Las Vegas Sun

March 29, 2024

Nevada Democrats demand that caucus site leaders sign nondisclosure agreements

Nevada

Max Whittaker / The New York Times

Voters in Reno wait in line on Tuesday, Feb. 18, 2020, to vote early in the Nevada caucuses.

One day before the Nevada caucuses, the state Democratic Party has asked all caucus site leaders to sign a nondisclosure agreement preventing them from talking to the news media. State party officials began to present the agreements to site leaders Friday.

Nevada State Democratic Party officials said it was standard procedure to make such requests, because paid and volunteer caucus site leaders are often given information about the party’s strategy and methodology. The existence of the agreement was first reported by CNN on Friday.

The agreement specifically bars volunteers and staff members working the caucuses from talking to the news media, even if they are unnamed.

“If I am a volunteer and answering phones at the NSDP office or volunteering at an official NSDP event, I am a representative of the NSDP and am not authorized to speak to the press unless given permission by the executive director or communications director,” the agreement says.

It goes on to specify in all caps that “THERE ARE NO EXCEPTIONS.”

On another front, Nevada Democrats, in a move to bolster the upcoming presidential caucuses and avoid Iowa-style chaos, said Friday that they would not rely on a Google form for reporting results and would instead use a traditional phone-based system — the way results had been reported for decades in caucus states.

Precinct leaders will report results from Saturday’s caucuses to the state party through a dedicated phone hotline and by text message, rather than relying on a Google application intended to help volunteers and officials calculate delegates, according to a memo the state party circulated to the presidential campaigns.

The memo, from Alana Mounce, the state party’s executive director, made no mention of the Google Forms tool that volunteers have been instructed to use to calculate and input results. Instead it informed the campaigns to expect caucus results to be transmitted through the state party’s telephone hotline by precinct leaders reading from caucus worksheets they have completed by hand.

“The hotline report will be the primary source of the precinct caucus results reported on Caucus Day,” Mounce wrote.

The move to a phone-based reporting system follows widespread concern about the caucus process after a meltdown in Iowa earlier this month. But even relying on a phone hotline is not foolproof: In Iowa, some caucus chairs waited on hold for hours while trying to report results, and operators were flooded with nuisance calls after the phone number was leaked online.

→ Material supplied:
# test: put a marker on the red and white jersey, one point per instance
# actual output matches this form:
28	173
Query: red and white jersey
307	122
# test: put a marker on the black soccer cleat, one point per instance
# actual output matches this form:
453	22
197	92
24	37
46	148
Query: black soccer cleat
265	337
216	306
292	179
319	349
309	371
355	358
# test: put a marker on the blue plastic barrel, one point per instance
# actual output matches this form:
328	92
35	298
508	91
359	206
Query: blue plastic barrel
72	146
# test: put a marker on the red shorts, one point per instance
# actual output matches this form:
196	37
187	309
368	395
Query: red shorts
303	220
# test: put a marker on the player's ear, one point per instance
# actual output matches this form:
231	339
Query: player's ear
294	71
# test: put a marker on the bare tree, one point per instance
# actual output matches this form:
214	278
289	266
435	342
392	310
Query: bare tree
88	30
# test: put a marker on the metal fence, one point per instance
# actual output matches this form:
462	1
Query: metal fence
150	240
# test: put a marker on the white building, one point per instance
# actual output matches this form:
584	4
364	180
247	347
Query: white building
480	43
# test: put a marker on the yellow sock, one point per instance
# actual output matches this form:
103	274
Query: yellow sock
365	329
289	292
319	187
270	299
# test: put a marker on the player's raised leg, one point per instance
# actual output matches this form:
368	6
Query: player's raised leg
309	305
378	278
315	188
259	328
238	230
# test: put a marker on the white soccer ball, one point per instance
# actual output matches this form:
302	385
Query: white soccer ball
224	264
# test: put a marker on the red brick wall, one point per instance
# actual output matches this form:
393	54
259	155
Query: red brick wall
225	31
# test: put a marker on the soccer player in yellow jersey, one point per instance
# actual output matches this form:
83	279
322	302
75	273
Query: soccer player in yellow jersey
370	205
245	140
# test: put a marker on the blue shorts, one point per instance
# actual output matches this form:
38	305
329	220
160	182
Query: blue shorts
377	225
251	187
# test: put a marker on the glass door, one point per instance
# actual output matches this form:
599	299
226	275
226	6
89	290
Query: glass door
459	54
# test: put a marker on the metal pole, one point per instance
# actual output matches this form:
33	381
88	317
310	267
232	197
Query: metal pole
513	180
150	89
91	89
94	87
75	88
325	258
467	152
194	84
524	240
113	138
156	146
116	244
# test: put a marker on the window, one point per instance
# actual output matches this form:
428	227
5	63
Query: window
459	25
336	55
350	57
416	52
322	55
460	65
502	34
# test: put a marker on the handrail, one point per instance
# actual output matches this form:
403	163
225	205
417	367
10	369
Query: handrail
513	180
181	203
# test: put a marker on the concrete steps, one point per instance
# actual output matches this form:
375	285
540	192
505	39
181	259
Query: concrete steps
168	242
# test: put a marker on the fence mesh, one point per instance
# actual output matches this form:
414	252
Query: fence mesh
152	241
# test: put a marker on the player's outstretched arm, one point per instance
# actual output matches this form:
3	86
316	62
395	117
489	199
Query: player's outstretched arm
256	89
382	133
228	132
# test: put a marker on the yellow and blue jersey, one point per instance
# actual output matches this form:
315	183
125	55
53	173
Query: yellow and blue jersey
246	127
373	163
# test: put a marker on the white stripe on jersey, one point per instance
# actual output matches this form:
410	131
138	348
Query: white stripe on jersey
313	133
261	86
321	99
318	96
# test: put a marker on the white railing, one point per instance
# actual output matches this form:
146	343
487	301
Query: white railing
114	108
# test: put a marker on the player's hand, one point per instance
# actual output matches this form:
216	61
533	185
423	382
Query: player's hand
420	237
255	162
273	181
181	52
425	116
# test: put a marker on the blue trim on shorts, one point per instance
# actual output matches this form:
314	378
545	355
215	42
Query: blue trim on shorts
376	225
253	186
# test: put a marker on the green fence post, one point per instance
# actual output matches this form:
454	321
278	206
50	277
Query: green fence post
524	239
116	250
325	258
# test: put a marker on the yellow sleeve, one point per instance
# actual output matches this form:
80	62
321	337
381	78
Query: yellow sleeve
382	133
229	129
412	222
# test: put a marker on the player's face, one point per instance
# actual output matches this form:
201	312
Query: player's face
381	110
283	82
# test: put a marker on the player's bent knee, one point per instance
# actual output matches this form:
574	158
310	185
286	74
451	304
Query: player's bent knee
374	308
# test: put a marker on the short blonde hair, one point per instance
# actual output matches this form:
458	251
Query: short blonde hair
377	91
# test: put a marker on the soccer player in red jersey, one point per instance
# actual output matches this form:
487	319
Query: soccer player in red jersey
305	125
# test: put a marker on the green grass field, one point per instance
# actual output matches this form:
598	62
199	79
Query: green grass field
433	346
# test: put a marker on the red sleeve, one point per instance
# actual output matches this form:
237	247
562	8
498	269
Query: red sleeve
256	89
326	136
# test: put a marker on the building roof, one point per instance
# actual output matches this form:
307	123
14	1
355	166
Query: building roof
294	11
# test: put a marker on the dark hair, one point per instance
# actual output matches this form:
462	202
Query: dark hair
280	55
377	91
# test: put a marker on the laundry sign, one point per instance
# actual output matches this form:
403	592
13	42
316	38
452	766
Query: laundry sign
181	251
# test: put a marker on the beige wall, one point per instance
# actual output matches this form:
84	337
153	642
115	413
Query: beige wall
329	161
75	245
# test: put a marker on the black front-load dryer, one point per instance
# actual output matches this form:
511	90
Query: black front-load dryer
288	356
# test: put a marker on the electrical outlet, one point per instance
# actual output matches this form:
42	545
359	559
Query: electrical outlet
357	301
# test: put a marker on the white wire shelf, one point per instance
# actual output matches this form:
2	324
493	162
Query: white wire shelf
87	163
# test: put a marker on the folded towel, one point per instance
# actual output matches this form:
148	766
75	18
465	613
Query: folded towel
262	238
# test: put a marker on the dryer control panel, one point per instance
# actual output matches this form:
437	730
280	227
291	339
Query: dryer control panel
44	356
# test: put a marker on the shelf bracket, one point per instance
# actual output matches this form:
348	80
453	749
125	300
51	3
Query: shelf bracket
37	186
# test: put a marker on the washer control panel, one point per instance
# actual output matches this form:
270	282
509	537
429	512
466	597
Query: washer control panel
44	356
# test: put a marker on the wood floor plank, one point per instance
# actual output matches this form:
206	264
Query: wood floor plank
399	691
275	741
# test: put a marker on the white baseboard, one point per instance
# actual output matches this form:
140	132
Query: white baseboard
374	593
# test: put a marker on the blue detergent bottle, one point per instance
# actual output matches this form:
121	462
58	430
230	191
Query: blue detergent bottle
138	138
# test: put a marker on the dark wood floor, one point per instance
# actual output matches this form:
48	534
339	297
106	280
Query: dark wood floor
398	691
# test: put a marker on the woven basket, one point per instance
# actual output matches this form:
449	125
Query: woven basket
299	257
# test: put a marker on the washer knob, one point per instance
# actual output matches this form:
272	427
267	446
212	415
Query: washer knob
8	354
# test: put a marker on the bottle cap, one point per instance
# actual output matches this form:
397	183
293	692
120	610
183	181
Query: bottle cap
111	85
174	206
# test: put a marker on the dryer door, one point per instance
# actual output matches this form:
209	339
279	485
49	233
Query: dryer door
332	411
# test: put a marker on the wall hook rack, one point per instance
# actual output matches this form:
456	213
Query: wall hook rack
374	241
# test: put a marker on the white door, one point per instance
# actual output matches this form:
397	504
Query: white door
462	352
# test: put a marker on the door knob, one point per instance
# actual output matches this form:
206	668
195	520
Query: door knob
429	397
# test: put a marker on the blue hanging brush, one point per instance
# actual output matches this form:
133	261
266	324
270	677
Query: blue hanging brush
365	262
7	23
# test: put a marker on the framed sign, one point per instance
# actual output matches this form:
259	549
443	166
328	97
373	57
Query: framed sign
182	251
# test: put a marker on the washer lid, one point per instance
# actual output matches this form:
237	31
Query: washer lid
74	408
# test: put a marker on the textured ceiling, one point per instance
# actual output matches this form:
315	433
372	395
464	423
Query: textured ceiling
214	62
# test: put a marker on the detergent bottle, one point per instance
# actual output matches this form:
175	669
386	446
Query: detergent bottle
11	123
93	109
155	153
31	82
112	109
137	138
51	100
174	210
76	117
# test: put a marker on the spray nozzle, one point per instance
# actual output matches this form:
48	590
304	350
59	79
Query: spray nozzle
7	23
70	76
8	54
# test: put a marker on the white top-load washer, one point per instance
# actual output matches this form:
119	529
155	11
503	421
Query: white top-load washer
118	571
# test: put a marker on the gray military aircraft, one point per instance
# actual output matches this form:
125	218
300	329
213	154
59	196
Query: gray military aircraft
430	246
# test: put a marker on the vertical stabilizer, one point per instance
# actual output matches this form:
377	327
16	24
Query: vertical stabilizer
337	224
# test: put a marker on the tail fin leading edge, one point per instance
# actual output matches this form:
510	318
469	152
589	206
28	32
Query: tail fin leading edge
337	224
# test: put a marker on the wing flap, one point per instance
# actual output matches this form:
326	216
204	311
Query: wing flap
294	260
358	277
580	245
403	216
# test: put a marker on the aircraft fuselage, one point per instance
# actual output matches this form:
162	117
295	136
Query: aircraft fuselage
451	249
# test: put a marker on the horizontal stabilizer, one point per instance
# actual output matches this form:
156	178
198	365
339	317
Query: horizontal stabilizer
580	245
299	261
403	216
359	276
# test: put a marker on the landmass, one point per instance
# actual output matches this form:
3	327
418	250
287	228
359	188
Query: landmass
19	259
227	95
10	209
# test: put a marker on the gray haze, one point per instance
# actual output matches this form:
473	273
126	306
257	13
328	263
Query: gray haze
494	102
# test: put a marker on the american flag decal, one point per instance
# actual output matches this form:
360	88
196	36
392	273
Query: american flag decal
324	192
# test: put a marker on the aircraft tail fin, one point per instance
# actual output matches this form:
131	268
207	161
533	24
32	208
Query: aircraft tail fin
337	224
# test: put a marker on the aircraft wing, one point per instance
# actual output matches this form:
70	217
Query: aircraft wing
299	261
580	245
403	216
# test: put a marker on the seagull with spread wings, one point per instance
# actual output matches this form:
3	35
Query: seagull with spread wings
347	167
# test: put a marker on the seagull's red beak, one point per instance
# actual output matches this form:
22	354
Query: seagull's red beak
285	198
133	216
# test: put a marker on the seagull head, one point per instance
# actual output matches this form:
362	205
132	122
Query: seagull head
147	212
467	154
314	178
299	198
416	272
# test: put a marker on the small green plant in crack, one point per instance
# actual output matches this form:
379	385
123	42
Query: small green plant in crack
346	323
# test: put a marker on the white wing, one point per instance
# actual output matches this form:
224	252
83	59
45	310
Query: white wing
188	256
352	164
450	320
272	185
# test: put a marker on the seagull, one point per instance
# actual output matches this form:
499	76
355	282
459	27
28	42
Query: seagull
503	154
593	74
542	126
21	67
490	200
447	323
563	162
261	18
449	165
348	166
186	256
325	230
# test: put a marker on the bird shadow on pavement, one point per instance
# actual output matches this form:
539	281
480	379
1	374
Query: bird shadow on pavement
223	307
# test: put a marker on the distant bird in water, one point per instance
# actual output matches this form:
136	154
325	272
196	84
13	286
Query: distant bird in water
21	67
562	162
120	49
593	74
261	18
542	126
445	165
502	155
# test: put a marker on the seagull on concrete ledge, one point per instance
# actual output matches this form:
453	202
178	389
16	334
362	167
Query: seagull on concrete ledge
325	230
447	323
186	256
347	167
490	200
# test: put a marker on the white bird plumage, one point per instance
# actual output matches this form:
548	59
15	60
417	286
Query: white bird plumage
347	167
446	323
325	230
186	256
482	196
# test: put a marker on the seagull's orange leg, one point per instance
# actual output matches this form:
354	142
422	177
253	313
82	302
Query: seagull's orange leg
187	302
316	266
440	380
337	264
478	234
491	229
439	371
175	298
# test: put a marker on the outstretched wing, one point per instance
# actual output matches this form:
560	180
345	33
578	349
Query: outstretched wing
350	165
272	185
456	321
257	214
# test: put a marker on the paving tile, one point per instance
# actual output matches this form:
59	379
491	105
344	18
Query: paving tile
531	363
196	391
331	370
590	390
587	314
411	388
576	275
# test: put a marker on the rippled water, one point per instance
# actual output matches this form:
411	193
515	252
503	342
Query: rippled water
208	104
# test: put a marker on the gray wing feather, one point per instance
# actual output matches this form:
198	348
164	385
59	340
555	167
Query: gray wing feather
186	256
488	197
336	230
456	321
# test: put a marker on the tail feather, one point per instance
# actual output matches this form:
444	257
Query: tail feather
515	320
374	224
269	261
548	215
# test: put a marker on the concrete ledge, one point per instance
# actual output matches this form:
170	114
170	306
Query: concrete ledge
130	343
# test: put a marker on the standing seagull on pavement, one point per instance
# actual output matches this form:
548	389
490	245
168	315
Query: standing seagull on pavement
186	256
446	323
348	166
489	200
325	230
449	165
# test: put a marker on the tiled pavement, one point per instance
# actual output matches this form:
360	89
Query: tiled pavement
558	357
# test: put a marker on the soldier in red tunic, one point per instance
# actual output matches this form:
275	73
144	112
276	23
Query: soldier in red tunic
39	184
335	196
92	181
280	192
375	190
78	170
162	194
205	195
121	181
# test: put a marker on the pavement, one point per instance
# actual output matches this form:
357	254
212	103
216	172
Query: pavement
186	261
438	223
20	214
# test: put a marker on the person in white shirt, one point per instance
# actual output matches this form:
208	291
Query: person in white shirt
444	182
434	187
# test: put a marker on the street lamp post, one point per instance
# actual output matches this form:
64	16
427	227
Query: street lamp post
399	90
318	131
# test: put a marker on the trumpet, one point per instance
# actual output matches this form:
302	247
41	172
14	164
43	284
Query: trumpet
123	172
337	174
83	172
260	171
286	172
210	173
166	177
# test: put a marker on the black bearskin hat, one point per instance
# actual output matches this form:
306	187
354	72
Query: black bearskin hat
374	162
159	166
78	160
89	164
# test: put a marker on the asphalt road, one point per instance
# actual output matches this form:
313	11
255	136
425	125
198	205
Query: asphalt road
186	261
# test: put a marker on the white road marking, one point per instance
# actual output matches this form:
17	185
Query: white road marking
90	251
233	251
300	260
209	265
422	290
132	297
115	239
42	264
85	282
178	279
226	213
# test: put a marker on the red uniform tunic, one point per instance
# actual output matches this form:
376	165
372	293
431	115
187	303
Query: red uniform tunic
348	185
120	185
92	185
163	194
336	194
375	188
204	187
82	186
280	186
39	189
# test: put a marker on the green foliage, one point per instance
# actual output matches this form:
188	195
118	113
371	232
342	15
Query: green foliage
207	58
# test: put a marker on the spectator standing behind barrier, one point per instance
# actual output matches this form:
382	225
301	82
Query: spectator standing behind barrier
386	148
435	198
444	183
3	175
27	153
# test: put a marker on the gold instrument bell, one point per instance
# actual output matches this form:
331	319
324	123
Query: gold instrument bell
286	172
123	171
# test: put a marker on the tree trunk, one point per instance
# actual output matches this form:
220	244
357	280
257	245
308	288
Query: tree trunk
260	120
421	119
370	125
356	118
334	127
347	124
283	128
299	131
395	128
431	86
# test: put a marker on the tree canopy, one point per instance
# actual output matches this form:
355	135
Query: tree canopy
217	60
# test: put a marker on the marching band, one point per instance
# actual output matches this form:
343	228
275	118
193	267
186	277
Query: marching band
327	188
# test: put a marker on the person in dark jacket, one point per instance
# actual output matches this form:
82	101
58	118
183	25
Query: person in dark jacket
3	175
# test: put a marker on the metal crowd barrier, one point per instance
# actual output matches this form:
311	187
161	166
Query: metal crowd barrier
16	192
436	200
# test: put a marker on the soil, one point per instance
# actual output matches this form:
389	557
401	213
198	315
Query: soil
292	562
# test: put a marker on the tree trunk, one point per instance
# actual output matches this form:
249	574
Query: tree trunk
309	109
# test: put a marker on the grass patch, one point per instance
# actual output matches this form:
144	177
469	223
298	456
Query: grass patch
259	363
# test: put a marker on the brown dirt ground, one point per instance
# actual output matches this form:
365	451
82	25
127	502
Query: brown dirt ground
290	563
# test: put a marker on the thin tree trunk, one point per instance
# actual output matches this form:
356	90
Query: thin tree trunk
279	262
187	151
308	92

→ Exercise details: Reproduce the Nevada caucus article word for word, starting with "Max Whittaker /" and going on through "site leaders Friday.". Nothing in the records is needed here.

→ Solution:
Max Whittaker / The New York Times

Voters in Reno wait in line on Tuesday, Feb. 18, 2020, to vote early in the Nevada caucuses.

One day before the Nevada caucuses, the state Democratic Party has asked all caucus site leaders to sign a nondisclosure agreement preventing them from talking to the news media. State party officials began to present the agreements to site leaders Friday.